Excerpt to read.

The ebpf programs are cached if the 'request-ebpf' command is present and in such case all programs are cached.
Please split the patch such that one adds the 'request-ebpf' related changes and the second one adds the virtio-net capability.
I'll prepare new hunks in the next version.
};
static struct virQEMUCapsDevicePropsFlags virQEMUCapsDevicePropsPCIeRootPort[] = { @@ -1804,6 +1834,8 @@ virQEMUCapsNew(void) qemuCaps->invalidation = true; qemuCaps->flags = virBitmapNew(QEMU_CAPS_LAST);
+ qemuCaps->ebpfObjects = virHashNew(virQEMUEbpfOBjectDataDestroy); + return qemuCaps; }
@@ -1984,6 +2016,8 @@ virQEMUCaps *virQEMUCapsNewCopy(virQEMUCaps *qemuCaps) ret->hypervCapabilities = g_memdup(qemuCaps->hypervCapabilities, sizeof(virDomainCapsFeatureHyperv));
+ ret->ebpfObjects = g_hash_table_ref(qemuCaps->ebpfObjects);
virQEMUCapsNewCopy is a deep copy function, thus you must deep copy the objects.
+ return g_steal_pointer(&ret);
[...]
@@ -4541,6 +4577,46 @@ virQEMUCapsValidateArch(virQEMUCaps *qemuCaps, xmlXPathContextPtr ctxt) }
+static int +virQEMUCapsParseEbpfObjects(virQEMUCaps *qemuCaps, xmlXPathContextPtr ctxt) +{ + g_autofree xmlNodePtr *nodes = NULL; + size_t i; + int n; + + if ((n = virXPathNodeSet("./ebpf", ctxt, &nodes)) < 0) { + virReportError(VIR_ERR_INTERNAL_ERROR, "%s", + _("failed to parse qemu cached eBPF object")); + return -1; + } + + for (i = 0; i < n; i++) { + g_autofree char *id = NULL; + g_autofree char *ebpf = NULL; + struct virQEMUEbpfOBjectData *ebpfObject = NULL; + + if (!(id = virXMLPropString(nodes[i], "id"))) { + virReportError(VIR_ERR_INTERNAL_ERROR, "%s", + _("missing eBPF object ID in QEMU capabilities cache"));
Use virXMLPropStringRequired instead of reporting a custom error.

Stated exercise. Copy the patch review excerpt word for word, beginning with the words "Please split the" and ending after the words "the next version.". The records aren't needed for any of this work.

[Records from a collection]
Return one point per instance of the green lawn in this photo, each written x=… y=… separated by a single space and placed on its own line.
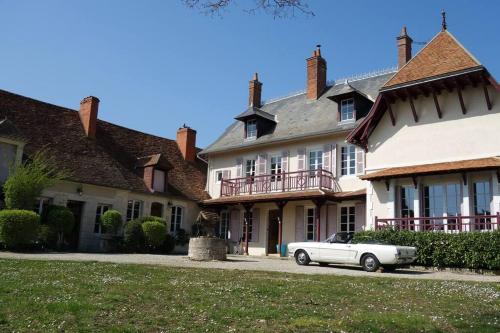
x=44 y=296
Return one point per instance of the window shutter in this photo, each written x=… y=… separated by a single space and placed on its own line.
x=299 y=223
x=234 y=225
x=301 y=159
x=284 y=160
x=334 y=160
x=255 y=224
x=360 y=161
x=239 y=167
x=261 y=165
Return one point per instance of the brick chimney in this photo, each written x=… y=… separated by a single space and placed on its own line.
x=89 y=107
x=186 y=140
x=255 y=92
x=404 y=48
x=316 y=75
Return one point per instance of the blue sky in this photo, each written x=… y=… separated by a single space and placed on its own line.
x=158 y=64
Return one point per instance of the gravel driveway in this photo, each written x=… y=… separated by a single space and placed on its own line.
x=251 y=263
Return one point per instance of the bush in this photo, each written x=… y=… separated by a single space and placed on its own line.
x=154 y=233
x=18 y=228
x=111 y=221
x=133 y=236
x=474 y=250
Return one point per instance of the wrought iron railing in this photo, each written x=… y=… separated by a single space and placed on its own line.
x=452 y=224
x=281 y=182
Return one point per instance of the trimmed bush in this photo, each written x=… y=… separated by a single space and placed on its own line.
x=154 y=233
x=133 y=236
x=111 y=221
x=474 y=250
x=18 y=228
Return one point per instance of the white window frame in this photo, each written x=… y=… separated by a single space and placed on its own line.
x=349 y=170
x=135 y=212
x=353 y=111
x=101 y=208
x=176 y=212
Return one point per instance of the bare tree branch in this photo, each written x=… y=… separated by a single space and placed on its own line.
x=275 y=8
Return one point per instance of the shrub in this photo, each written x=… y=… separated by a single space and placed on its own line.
x=28 y=179
x=474 y=250
x=133 y=236
x=111 y=221
x=18 y=228
x=61 y=220
x=154 y=233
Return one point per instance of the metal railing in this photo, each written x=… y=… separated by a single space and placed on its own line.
x=280 y=182
x=451 y=224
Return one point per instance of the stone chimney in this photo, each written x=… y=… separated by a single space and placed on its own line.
x=186 y=140
x=255 y=92
x=316 y=75
x=89 y=107
x=404 y=48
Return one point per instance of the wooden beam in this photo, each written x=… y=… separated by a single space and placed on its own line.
x=436 y=103
x=460 y=97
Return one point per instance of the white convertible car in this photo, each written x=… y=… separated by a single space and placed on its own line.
x=339 y=249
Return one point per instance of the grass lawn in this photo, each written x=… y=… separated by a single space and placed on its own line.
x=45 y=296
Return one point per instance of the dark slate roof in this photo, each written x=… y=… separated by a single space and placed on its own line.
x=108 y=160
x=298 y=117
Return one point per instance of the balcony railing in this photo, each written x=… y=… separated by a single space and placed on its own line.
x=281 y=182
x=451 y=224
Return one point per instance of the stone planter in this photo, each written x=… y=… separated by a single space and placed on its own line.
x=207 y=248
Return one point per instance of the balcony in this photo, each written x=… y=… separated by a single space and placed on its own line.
x=283 y=182
x=449 y=224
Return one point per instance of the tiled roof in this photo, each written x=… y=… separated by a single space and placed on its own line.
x=435 y=168
x=108 y=160
x=442 y=55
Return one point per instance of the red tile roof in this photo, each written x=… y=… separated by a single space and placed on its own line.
x=109 y=160
x=442 y=55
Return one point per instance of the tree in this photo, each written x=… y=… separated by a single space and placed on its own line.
x=27 y=180
x=276 y=8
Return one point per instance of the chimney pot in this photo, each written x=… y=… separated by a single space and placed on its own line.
x=89 y=108
x=404 y=47
x=316 y=75
x=186 y=140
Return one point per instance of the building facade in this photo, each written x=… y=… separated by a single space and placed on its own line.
x=107 y=166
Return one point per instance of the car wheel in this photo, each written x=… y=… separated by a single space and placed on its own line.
x=370 y=263
x=301 y=258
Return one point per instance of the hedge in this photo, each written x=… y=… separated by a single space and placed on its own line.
x=474 y=250
x=18 y=228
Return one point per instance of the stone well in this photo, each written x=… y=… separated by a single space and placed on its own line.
x=207 y=248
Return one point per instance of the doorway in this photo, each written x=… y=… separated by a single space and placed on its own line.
x=272 y=231
x=73 y=239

Full response.
Please split the patch such that one adds the 'request-ebpf' related changes and the second one adds the virtio-net capability.
I'll prepare new hunks in the next version.